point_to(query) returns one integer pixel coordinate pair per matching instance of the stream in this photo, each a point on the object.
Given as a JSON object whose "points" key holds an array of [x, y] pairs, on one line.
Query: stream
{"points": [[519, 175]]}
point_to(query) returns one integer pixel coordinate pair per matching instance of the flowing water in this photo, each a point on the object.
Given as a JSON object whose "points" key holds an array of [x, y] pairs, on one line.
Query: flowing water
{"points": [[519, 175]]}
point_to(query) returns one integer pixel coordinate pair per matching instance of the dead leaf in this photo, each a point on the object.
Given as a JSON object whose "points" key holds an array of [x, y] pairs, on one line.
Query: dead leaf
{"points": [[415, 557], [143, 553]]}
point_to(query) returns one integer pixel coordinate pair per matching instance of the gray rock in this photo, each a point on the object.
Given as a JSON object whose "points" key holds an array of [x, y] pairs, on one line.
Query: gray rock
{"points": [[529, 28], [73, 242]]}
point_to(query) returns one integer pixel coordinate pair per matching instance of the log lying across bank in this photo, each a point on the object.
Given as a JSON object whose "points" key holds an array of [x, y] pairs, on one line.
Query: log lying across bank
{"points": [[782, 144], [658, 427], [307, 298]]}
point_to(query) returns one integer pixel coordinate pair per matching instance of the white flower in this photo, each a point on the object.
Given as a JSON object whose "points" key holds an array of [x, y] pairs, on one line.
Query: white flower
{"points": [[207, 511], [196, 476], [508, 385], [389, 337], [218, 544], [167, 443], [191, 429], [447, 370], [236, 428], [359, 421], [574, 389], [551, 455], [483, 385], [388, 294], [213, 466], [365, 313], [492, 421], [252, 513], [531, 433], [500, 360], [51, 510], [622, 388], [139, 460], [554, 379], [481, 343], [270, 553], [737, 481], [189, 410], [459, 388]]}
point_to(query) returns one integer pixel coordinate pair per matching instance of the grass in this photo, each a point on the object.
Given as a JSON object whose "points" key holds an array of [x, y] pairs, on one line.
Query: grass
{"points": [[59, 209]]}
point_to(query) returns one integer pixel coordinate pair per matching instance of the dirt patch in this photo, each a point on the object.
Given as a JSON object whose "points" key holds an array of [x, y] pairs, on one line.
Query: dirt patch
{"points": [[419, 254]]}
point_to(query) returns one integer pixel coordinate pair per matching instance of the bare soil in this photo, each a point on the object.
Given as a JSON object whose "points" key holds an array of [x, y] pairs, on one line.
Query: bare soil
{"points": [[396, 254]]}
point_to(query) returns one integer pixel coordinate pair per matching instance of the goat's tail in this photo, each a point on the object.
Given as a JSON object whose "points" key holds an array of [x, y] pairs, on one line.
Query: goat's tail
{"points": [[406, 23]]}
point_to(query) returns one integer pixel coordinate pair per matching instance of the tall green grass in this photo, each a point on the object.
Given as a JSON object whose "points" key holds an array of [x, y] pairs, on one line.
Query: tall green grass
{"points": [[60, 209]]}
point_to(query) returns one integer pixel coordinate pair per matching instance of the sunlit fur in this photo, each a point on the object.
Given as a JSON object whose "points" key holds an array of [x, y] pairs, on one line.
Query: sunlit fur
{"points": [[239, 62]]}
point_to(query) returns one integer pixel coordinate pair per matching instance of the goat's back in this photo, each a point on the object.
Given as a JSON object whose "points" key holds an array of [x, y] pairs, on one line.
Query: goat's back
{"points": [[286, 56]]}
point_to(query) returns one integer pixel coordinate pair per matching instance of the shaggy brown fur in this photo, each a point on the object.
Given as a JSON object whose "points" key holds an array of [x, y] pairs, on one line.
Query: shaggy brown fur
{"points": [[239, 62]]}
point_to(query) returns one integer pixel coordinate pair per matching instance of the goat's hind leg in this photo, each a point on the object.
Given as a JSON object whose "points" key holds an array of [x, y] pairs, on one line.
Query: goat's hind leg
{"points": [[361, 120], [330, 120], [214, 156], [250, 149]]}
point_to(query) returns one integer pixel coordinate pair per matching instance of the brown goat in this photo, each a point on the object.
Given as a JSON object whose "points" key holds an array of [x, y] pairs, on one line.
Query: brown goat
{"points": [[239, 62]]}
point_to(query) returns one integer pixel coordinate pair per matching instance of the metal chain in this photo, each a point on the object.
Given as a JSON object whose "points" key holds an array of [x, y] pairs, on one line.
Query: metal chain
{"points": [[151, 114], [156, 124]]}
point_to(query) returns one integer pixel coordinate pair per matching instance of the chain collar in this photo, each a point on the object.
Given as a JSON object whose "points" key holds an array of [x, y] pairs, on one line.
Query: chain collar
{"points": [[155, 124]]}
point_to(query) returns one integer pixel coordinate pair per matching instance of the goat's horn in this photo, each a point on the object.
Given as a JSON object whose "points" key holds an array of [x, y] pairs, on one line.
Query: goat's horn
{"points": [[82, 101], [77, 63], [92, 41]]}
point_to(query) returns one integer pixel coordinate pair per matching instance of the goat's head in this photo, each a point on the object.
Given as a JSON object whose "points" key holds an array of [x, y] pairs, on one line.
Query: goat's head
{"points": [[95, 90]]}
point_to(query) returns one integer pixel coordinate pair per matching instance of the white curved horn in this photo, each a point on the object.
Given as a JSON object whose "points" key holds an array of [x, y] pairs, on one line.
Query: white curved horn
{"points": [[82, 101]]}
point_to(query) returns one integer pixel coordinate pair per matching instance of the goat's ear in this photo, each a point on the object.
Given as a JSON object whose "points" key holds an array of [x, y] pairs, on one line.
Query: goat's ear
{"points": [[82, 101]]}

_Instructions for the task_. Reproduce each line of the data without any change.

_Task response_.
point_to(query) returns one integer pixel coordinate pair per matching instance of the stream in this photo, each a point on the object.
Given as a JSON object whose "points" key holds an array of [x, y] pairs, on one line.
Query: stream
{"points": [[519, 175]]}
point_to(query) returns one integer pixel coordinate pair per matching instance of the flowing water in this photo, each a point on the object.
Given as a JSON object whose "points" key holds an array of [x, y] pairs, on one line.
Query: flowing water
{"points": [[519, 175]]}
point_to(query) returns one integer pixel coordinate pair per matching instance of the dead leaf in this photo, each a point on the object.
Given as a JSON object whose "points" key holds an array of [x, y] pairs, on one line.
Query: dead leaf
{"points": [[415, 557], [143, 553]]}
point_to(query) returns one integer pixel coordinate pair per matching instance of the gray rock in this photo, each a point on the object.
Given as a JSON object whose "points" key holds an array of [x, y] pairs, on one line.
Query: gray rock
{"points": [[529, 28], [73, 242]]}
point_to(query) returns one integer pixel coordinate pair per matching instance of the log lying across bank in this photo, each a point on the object.
Given as a JSON object whose "points" key holds an array of [x, y] pairs, on one line.
Query: log lying across bank
{"points": [[782, 144], [658, 427], [307, 298]]}
point_to(query) returns one integer pixel coordinate pair per matching instance of the white flower in this photo, each a point on the object.
Given as a JSON object whose "points" key holds an array of [x, y] pairs, on one line.
Query: white flower
{"points": [[207, 511], [196, 476], [508, 385], [389, 337], [218, 544], [167, 443], [191, 429], [447, 370], [236, 428], [359, 421], [574, 389], [551, 455], [483, 385], [388, 294], [213, 466], [365, 313], [492, 421], [252, 513], [531, 433], [500, 360], [51, 510], [622, 388], [139, 460], [554, 379], [481, 343], [270, 553], [737, 481], [189, 410], [459, 388]]}
point_to(query) returns one integer pixel coordinate pair per matching instance of the grass in this photo, each a point on the object.
Given as a JSON object whose "points" key holds an array of [x, y] pairs, on one line.
Query: grass
{"points": [[59, 209]]}
point_to(query) returns one integer pixel coordinate pair per matching instance of the dirt patch in this photo, each a point on the object.
Given as a JSON object whose "points" key holds an array of [x, y] pairs, on one line.
Query: dirt patch
{"points": [[419, 254]]}
point_to(query) returns one integer pixel coordinate pair per matching instance of the bare soil in this photo, each a point on the object.
Given as a JSON object whose "points" key holds an array of [x, y] pairs, on one line.
Query: bare soil
{"points": [[396, 254]]}
point_to(query) returns one integer pixel coordinate pair per matching instance of the goat's tail in this photo, each a point on the object.
Given as a JSON object whose "points" key holds an array of [x, y] pairs, on one line.
Query: goat's tail
{"points": [[406, 23]]}
point_to(query) returns one integer pixel coordinate pair per matching instance of the tall green grass in this photo, each a point on the object.
Given as a JSON object whose "points" key holds an array of [x, y] pairs, on one line.
Query: tall green grass
{"points": [[60, 209]]}
point_to(query) returns one integer pixel coordinate pair per matching instance of the sunlit fur in this photo, each a point on the object.
Given as a JSON object whose "points" key holds an array of [x, y] pairs, on one line.
Query: sunlit fur
{"points": [[239, 62]]}
point_to(query) returns one integer pixel coordinate pair per matching instance of the goat's back in this photo, each a point on the object.
Given as a JSON object whose "points" key holds an array of [x, y] pairs, on one line.
Query: goat's back
{"points": [[286, 56]]}
point_to(query) returns one integer pixel coordinate pair per matching instance of the shaggy brown fur in this photo, each a point on the object.
Given as a JSON object whose "points" key holds an array of [x, y] pairs, on one line.
Query: shaggy brown fur
{"points": [[239, 62]]}
point_to(query) returns one integer pixel coordinate pair per matching instance of the goat's hind leg in this photo, each a point on the object.
Given as a JSON object whose "points" key holds an array of [x, y] pairs, on one line.
Query: goat's hind leg
{"points": [[361, 120], [330, 120], [214, 156], [250, 149]]}
point_to(query) returns one integer pixel coordinate pair per matching instance of the brown goat in this photo, each a point on the object.
Given as a JSON object whose "points" key holds an array of [x, y] pairs, on one line.
Query: brown goat
{"points": [[239, 62]]}
point_to(query) returns one integer pixel coordinate pair per matching instance of the metal chain in this photo, each a point on the object.
Given as a JSON object whose "points" key holds an array of [x, y] pairs, on one line.
Query: metal chain
{"points": [[151, 114], [156, 124]]}
point_to(query) returns one integer pixel coordinate pair per matching instance of the chain collar in this photo, each a point on the object.
Given as a JSON object whose "points" key holds an array of [x, y] pairs, on one line.
Query: chain collar
{"points": [[155, 124]]}
point_to(query) returns one integer pixel coordinate pair per matching instance of the goat's horn in this photo, each a point on the object.
Given as a JSON object whose "points" key holds an array of [x, y] pairs, on one line.
Query: goat's horn
{"points": [[82, 101], [77, 63], [92, 41]]}
point_to(query) returns one integer pixel coordinate pair per matching instance of the goat's head in this photo, each a point on the object.
Given as a JSON object whose "points" key holds an array of [x, y] pairs, on one line.
Query: goat's head
{"points": [[95, 90]]}
point_to(query) returns one integer pixel coordinate pair per matching instance of the white curved horn in this photo, each a point on the object.
Given as a JSON object whose "points" key holds an array of [x, y] pairs, on one line.
Query: white curved horn
{"points": [[82, 101]]}
point_to(query) returns one integer pixel coordinate pair per matching instance of the goat's ear in this photo, each a point on the object.
Given as a JSON object whose "points" key holds an array of [x, y] pairs, on one line.
Query: goat's ear
{"points": [[82, 101]]}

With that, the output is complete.